J’aimerais tout d’abord vous remercier pour votre soutien et votre gentillesse à mon endroit tout au long de mon emploi chez X, mais je sens que le temps est venu pour moi de passer à autre chose. Mes sentiments à l’égard de l’entreprise ont changé depuis qu’X a acheté X. Bien des choses ont changé dans l’entreprise, notamment mon travail au Soutien technique qui est maintenant du service à la clientèle et le fait que l’entreprise a augmenté le salaire des employés de l’unité de surveillance sans considération pour mon unité. Je vous remets donc ma démission, car je ne peux continuer à travailler dans de telles conditions que j’estime être injustes et stressantes. Je ne saurais vous remercier assez, M., mais je crois que c’est ce qui sera le mieux pour moi pour l’avenir. Prenez soin de vous. Amitiés.

P.S. Pourrai-je faire appel à vous comme référence professionnelle lorsque je postulerai à un autre emploi? »

[30] À l’entrevue pour sa demande de révision, l’appelant a dit à la Commission qu’il avait laissé son emploi parce que les employés d’une autre unité avaient reçu une augmentation de salaire, alors que lui n’en avait reçu aucune (GD3-38). L’appelant estimait que la charge de travail des employés de l’autre unité était inférieure à celle de son unité et que, par conséquent, leur augmentation était injustifiée. Il estimait aussi que les employés de l’autre unité avaient reçu une augmentation parce qu’ils n’étaient pas syndiqués (tandis que les employés de son unité, eux, l’étaient). Toutefois, étant donné qu’il était membre du syndicat, il n’a pas déposé de grief ni porté plainte au sujet de discrimination devant la commission des normes du travail (GD3-38).

[31] Dans son avis d’appel, l’appelant a réitéré ses allégations selon lesquelles il avait subi de la discrimination :

[Traduction]

« Je crois avoir été puni sur le plan salarial pour avoir exercé mon droit d’être syndiqué. Mon employeur a décidé d’augmenter le salaire des employés de l’unité de surveillance, qui ne font pas partie du syndicat, juste pour punir les employés syndiqués. J’ai commencé à travailler chez X en 2016 et, à l’époque, la rémunération de base pour les employés de l’unité de surveillance était de 14 $ l’heure, alors que celle des employés de mon unité, Soutien technique, était de 16 $ l’heure. Peu de temps avant que je démissionne, le salaire de base des employés de l’unité de surveillance est passé à 18 $ l’heure, tandis que le nôtre est demeuré à 16 $ l’heure. En plus de cela, le nom de mon unité est devenu « Expérience client » et des tâches de facturation et de service à la clientèle ont été ajoutées aux tâches de soutien technique, et ce, sans rémunération compensatoire pour le travail supplémentaire. Lorsque j’en ai parlé à l’employeur, je me suis fait dire que les employés de l’unité de surveillance avaient reçu une augmentation de salaire parce qu’ils ne font pas partie du syndicat et qu’ils attendent de voir ce qui arrivera avec notre syndicat avant d’en devenir membres. La personne m’a offert de rencontrer des personnes dans d’autres unités, mais, le 14 janvier, j’ai reçu un courriel de l’unité des finances dans lequel on nous informait qu’il y aurait un gel d’embauche pour tous les postes de l’entreprise. Je crois que je n’avais d’autre choix que de démissionner de mon poste et de me chercher un autre travail, plutôt que de conserver un emploi sans avenir et sans possibilités d’avancement professionnel. Lorsque j’ai été contraint de démissionner, après trois ans de service, ma rémunération était de 16,61 $ l’heure.
- - -
- CONSIGNE A: Reproduisez à l'identique le passage de l'extrait sur la démission compris entre « J’aimerais tout d’abord » et « de vous. Amitiés. », ces deux bornes incluses.

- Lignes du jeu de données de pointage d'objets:
- - -
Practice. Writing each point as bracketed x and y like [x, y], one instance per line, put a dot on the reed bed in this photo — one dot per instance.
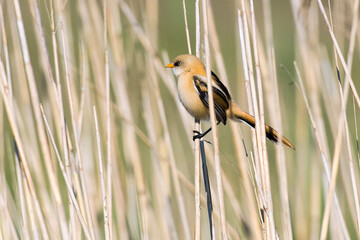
[94, 143]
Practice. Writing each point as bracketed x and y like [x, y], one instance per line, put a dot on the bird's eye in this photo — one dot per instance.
[178, 63]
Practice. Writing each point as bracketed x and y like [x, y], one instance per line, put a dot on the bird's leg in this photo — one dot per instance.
[201, 135]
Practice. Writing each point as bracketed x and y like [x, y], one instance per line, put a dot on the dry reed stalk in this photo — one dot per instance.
[223, 227]
[281, 164]
[73, 122]
[262, 170]
[126, 10]
[179, 195]
[316, 132]
[234, 130]
[197, 127]
[341, 125]
[101, 177]
[108, 220]
[24, 164]
[59, 204]
[129, 136]
[167, 218]
[66, 178]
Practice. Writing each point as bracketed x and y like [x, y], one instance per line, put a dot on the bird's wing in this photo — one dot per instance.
[221, 102]
[220, 85]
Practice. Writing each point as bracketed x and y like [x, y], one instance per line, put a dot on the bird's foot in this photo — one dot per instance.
[197, 135]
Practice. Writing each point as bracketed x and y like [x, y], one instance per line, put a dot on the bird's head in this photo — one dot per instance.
[186, 63]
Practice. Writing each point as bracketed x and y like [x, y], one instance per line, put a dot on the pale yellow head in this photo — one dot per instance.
[186, 63]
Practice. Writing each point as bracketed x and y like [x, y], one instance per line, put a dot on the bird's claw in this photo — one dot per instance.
[198, 135]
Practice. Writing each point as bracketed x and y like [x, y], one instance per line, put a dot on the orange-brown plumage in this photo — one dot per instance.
[192, 91]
- - -
- CONSIGNE B: Mettez à jour les lignes du jeu de données, de celle qui contient « on the pale » jusqu'à la dernière, toutes deux incluses, en remplaçant « one dot per instance » par « one dot for each instance » sans rien modifier d'autre. Ne rendez que ces lignes, s'il vous plaît.

- RÉPONSE RÉDIGÉE A:
J’aimerais tout d’abord vous remercier pour votre soutien et votre gentillesse à mon endroit tout au long de mon emploi chez X, mais je sens que le temps est venu pour moi de passer à autre chose. Mes sentiments à l’égard de l’entreprise ont changé depuis qu’X a acheté X. Bien des choses ont changé dans l’entreprise, notamment mon travail au Soutien technique qui est maintenant du service à la clientèle et le fait que l’entreprise a augmenté le salaire des employés de l’unité de surveillance sans considération pour mon unité. Je vous remets donc ma démission, car je ne peux continuer à travailler dans de telles conditions que j’estime être injustes et stressantes. Je ne saurais vous remercier assez, M., mais je crois que c’est ce qui sera le mieux pour moi pour l’avenir. Prenez soin de vous. Amitiés.

- RÉPONSE RÉDIGÉE B:
Practice. Writing each point as bracketed x and y like [x, y], one instance per line, put a dot on the pale yellow head in this photo — one dot for each instance.
[186, 63]
Practice. Writing each point as bracketed x and y like [x, y], one instance per line, put a dot on the bird's claw in this photo — one dot for each instance.
[198, 135]
Practice. Writing each point as bracketed x and y like [x, y], one instance per line, put a dot on the orange-brown plumage in this photo — one dot for each instance.
[192, 91]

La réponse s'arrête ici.